> _WHAT IS ASKED_
Please write out every one of the records below as a numbered list, leaving out any blank lines.

[start TASK INPUTS]

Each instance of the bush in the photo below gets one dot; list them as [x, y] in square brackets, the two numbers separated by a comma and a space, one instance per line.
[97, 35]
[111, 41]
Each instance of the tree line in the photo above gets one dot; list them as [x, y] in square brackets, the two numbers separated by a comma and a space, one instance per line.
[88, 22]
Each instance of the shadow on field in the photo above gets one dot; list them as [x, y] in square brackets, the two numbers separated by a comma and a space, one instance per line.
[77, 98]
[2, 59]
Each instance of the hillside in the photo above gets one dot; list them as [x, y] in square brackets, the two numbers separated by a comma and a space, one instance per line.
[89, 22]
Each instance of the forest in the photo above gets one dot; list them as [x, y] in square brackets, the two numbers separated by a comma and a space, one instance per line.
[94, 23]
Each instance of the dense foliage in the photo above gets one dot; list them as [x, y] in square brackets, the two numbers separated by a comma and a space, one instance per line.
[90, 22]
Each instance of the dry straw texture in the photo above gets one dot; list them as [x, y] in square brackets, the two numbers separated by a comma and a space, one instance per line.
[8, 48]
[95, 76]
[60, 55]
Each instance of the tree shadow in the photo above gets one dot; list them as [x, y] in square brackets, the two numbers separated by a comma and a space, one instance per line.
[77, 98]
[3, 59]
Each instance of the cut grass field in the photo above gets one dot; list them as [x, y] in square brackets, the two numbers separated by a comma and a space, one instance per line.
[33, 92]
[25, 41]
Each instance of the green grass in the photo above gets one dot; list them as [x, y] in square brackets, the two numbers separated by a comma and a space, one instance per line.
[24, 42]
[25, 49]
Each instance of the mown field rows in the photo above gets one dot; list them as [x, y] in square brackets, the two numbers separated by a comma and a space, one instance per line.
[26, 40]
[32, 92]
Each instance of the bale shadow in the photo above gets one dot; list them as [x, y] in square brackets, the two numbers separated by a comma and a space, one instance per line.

[end TASK INPUTS]

> _WRITTEN SOLUTION_
1. Each instance of the bush in the photo below gets one dot; list them as [x, y] in square brackets, the two numbers separated by a comma and a space, one instance per line.
2. [97, 35]
3. [111, 41]
4. Each instance of the tree line in the photo above gets one dot; list them as [x, y] in square brackets, the two numbers separated by a comma and a space, one instance per line.
5. [88, 22]
6. Each instance of the shadow on field in the photo above gets one dot; list them as [x, y] in square brackets, the two numbers separated by a comma and a space, one instance per line.
7. [77, 98]
8. [2, 59]
9. Each instance of the hillside in the photo above gets one dot; list them as [x, y] in square brackets, the two numbers separated by a comma and a space, one instance per line.
10. [89, 22]
11. Each instance of the forest in the photo above gets one dot; list them as [x, y] in square brackets, the two numbers separated by a comma and a space, one instance per line.
12. [94, 23]
13. Each instance of the dense foliage in the photo above gets one dot; list them as [x, y] in square brackets, the two numbers separated by a comma and a space, one instance per line.
14. [90, 22]
15. Each instance of the dry straw texture in the photo above gets one dot; list them as [x, y] in square brackets, the two numbers separated by a comma and a space, one instance per line.
16. [8, 48]
17. [95, 76]
18. [60, 55]
19. Each instance of the tree shadow in the photo above gets one dot; list them as [x, y] in square brackets, the two numbers separated by a comma and a space, one instance per line.
20. [77, 98]
21. [3, 59]
22. Each instance of the cut grass field in the photo above gets one dot; list them as [x, y] in square brackets, the two numbers separated by a comma and a space, one instance per line.
23. [33, 92]
24. [25, 41]
25. Each instance of the green grass in the photo above gets one dot; list them as [x, y] in square brackets, the two numbers separated by a comma and a space, one instance per line.
26. [24, 42]
27. [25, 49]
28. Each instance of the mown field rows in the photo above gets one dot; list them as [x, y] in square brackets, the two numbers separated by a comma and a space, one instance per line.
29. [26, 40]
30. [32, 92]
31. Each instance of the bale shadow in the photo above gets one dot; list them as [x, y] in square brackets, the two numbers separated by a comma and a space, one instance per line.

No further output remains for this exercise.